(Collected data entries)

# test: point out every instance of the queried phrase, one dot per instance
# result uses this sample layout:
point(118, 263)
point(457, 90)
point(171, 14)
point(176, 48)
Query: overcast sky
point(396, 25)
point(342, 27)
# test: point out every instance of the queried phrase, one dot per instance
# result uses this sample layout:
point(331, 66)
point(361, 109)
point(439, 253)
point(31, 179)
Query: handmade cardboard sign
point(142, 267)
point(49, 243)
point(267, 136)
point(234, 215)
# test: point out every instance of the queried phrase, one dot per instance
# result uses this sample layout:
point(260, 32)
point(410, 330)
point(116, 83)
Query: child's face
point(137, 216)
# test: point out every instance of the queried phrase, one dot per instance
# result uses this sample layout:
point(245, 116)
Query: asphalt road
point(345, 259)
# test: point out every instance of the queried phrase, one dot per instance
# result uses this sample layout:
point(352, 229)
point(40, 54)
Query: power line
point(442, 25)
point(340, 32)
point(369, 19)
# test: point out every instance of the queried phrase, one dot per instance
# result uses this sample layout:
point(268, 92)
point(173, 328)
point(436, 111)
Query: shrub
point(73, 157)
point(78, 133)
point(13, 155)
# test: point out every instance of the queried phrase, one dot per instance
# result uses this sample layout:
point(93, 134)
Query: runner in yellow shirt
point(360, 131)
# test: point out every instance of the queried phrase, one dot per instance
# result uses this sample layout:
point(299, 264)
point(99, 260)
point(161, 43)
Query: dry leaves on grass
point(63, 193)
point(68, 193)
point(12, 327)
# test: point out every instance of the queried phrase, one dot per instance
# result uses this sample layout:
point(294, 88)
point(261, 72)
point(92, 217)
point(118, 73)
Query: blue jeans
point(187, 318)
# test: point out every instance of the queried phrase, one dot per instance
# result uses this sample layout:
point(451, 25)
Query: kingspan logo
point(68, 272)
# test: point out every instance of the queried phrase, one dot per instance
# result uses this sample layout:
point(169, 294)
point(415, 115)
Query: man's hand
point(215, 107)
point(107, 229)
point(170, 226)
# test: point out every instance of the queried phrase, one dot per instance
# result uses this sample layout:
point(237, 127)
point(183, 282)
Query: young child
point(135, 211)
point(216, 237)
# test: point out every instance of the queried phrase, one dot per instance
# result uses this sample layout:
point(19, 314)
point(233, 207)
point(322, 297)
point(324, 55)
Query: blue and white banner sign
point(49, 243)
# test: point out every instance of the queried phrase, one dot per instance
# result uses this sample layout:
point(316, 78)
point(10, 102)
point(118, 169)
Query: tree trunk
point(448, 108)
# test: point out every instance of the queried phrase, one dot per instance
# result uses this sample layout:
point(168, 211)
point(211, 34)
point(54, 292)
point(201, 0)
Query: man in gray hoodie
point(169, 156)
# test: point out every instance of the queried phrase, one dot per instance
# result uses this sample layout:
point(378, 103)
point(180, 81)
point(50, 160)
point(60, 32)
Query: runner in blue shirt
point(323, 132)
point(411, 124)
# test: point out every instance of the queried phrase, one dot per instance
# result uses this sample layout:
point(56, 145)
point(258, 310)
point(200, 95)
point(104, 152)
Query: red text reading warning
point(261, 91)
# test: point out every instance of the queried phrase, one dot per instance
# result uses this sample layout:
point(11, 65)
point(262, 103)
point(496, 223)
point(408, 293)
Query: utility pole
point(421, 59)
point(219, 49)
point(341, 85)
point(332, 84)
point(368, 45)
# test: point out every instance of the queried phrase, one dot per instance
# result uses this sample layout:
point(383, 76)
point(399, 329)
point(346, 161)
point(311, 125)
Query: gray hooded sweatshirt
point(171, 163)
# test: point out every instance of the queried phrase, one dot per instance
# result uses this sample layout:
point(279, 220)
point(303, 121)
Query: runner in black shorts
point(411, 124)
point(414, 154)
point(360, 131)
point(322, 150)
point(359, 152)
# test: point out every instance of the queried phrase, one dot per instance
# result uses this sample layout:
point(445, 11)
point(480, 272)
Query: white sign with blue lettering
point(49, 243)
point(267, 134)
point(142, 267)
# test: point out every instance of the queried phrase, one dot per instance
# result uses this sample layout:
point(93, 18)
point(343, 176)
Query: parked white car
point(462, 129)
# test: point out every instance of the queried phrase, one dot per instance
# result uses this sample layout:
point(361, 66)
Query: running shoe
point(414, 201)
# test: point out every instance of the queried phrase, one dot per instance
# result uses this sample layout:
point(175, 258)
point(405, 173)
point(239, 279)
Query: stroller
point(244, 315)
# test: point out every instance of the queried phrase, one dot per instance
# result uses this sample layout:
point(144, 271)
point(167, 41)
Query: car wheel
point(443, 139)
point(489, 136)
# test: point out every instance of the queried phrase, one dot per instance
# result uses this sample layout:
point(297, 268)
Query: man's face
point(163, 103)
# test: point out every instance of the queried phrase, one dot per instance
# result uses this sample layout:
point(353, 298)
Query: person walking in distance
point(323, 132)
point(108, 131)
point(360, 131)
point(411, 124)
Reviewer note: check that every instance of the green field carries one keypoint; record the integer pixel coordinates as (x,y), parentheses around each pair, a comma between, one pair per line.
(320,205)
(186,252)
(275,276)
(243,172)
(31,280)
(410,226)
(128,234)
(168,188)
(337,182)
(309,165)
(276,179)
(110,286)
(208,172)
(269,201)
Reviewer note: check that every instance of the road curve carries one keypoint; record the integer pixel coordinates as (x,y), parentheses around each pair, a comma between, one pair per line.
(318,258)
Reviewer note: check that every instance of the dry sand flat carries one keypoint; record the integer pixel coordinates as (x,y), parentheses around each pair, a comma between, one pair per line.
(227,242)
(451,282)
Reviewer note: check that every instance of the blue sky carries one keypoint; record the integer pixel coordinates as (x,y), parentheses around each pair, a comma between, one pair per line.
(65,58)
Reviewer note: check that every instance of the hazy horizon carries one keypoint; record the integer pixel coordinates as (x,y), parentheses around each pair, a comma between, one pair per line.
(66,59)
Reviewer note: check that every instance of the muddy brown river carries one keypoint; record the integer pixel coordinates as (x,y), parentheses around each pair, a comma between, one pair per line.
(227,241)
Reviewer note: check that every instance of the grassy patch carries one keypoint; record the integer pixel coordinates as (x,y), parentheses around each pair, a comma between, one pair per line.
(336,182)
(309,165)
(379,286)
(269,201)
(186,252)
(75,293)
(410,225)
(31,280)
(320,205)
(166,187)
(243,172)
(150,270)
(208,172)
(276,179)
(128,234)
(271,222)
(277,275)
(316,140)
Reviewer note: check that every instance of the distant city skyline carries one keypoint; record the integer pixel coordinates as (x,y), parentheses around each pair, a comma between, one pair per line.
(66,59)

# What to do:
Only the lines above from the line with "Query: runner in blue shirt" to the line with "point(104, 152)", those two lines included, should be reproduced exactly.

# Task response:
Query: runner in blue shirt
point(323, 132)
point(411, 124)
# test: point out every instance of the queried phrase, one dot per instance
# result uses this sample layout:
point(56, 145)
point(258, 310)
point(200, 95)
point(104, 152)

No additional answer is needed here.